┏━━
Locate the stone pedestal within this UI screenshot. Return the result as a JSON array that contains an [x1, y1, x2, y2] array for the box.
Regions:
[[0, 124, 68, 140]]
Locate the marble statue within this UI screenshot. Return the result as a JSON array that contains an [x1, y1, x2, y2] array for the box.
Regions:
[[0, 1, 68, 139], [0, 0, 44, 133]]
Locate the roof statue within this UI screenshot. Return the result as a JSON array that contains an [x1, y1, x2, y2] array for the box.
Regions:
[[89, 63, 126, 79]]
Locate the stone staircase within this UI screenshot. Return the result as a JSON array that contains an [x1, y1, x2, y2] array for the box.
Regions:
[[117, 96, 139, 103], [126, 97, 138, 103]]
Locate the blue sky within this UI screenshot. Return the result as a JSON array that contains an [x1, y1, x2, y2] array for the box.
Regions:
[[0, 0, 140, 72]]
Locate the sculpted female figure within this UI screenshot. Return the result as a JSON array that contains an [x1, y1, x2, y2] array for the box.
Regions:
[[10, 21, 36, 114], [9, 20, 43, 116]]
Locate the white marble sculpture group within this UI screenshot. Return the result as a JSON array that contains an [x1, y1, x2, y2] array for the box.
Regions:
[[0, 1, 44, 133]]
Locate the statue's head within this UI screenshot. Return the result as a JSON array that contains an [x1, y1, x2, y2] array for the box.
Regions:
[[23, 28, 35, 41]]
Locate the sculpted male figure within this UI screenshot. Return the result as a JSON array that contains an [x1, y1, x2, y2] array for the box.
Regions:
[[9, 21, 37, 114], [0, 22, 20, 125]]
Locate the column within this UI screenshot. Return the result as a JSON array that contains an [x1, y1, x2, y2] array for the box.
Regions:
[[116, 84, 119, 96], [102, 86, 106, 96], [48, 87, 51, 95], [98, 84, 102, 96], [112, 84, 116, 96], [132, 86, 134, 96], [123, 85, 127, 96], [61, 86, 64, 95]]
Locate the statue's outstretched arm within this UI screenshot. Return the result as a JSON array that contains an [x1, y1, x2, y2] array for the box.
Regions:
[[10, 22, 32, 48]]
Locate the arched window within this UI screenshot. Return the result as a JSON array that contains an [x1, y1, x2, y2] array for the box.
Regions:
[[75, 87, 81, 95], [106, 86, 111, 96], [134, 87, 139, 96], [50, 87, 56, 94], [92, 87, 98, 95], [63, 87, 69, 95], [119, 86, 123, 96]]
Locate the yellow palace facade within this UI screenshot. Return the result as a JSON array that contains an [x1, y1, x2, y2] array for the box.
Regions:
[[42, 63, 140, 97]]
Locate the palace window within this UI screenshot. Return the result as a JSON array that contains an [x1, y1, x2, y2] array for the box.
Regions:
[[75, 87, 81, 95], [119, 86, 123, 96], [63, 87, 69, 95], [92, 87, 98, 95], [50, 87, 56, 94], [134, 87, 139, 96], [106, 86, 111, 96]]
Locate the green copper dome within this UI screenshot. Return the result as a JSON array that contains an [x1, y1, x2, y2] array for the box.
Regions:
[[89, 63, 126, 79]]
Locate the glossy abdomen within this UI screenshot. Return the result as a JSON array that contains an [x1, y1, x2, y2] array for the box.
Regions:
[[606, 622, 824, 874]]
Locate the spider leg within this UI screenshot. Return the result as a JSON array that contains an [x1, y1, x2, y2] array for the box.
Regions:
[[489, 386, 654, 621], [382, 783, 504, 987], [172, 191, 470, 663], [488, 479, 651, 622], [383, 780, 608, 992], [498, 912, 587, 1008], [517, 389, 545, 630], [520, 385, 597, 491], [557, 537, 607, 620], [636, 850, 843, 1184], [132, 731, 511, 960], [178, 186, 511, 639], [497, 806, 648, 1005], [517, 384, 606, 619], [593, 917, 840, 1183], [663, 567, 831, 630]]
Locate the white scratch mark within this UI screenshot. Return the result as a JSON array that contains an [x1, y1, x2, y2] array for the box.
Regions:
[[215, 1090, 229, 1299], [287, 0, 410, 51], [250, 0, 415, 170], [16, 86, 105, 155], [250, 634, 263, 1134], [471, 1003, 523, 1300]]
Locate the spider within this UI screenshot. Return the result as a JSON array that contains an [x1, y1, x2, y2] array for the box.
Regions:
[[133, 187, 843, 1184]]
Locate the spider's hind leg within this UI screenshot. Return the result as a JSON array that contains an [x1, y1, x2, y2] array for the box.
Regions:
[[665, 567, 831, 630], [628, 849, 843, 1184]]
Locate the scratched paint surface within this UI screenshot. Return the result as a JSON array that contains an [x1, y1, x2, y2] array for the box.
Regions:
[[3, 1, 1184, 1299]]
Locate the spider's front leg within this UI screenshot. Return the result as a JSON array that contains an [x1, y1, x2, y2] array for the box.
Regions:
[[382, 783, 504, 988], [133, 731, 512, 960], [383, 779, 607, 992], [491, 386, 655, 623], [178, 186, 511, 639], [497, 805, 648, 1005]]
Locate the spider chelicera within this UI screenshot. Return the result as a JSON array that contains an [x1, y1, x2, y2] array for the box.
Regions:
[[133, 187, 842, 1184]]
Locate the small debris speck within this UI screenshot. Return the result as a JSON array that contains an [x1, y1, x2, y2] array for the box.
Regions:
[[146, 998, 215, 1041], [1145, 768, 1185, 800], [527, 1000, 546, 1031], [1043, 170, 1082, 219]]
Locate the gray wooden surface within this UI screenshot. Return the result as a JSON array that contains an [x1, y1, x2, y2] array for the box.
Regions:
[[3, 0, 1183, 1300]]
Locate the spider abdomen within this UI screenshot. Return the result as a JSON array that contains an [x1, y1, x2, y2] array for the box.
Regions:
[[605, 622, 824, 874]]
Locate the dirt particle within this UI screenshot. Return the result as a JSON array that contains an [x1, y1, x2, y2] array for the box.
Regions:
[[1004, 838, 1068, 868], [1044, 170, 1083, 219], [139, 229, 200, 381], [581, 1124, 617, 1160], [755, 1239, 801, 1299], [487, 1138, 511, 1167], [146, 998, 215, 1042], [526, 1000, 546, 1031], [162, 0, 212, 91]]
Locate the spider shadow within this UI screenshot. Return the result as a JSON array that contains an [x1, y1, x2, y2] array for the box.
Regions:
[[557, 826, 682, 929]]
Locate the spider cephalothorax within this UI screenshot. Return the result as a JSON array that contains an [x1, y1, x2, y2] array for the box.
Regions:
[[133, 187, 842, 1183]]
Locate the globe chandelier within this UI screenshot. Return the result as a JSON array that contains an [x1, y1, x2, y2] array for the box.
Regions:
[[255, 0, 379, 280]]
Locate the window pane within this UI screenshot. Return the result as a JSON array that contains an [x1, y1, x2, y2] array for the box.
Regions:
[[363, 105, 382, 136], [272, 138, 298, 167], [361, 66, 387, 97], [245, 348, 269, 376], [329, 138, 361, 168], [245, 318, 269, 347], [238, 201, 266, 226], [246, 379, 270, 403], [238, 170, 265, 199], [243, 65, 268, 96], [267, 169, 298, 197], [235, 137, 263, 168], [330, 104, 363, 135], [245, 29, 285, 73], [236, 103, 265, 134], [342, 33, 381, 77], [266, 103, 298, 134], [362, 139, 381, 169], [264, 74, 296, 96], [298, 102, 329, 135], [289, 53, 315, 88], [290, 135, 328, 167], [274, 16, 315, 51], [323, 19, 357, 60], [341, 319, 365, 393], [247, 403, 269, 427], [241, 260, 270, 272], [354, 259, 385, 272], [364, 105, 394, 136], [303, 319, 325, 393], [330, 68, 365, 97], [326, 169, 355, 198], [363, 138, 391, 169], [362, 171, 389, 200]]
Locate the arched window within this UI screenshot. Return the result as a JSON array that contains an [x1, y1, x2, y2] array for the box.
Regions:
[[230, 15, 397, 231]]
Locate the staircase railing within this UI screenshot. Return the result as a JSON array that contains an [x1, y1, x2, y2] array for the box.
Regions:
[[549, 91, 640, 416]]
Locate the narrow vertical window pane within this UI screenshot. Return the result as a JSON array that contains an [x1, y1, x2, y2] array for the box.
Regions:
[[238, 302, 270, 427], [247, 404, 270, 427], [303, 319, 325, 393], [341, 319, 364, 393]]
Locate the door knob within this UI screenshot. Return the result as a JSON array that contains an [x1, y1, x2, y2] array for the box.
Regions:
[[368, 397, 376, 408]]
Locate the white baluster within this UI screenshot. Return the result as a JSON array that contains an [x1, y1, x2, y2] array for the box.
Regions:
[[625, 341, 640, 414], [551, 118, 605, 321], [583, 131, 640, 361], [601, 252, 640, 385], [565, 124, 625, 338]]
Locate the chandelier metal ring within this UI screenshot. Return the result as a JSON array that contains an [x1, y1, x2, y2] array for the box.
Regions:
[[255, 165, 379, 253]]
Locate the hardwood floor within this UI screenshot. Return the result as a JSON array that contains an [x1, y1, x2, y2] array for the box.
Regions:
┗━━
> _The problem_: Keep only the lines of the listing that contain the word "chandelier", and copy them.

> _Result of this exercise_:
Locate the globe chandelier within this UI screenshot. Return the result as a JSON array that contains an [x1, y1, x2, y2] array for the box.
Locate the chandelier metal ring within this UI screenshot. Return the result as a JSON array that contains an [x1, y1, x2, y2] array for the box.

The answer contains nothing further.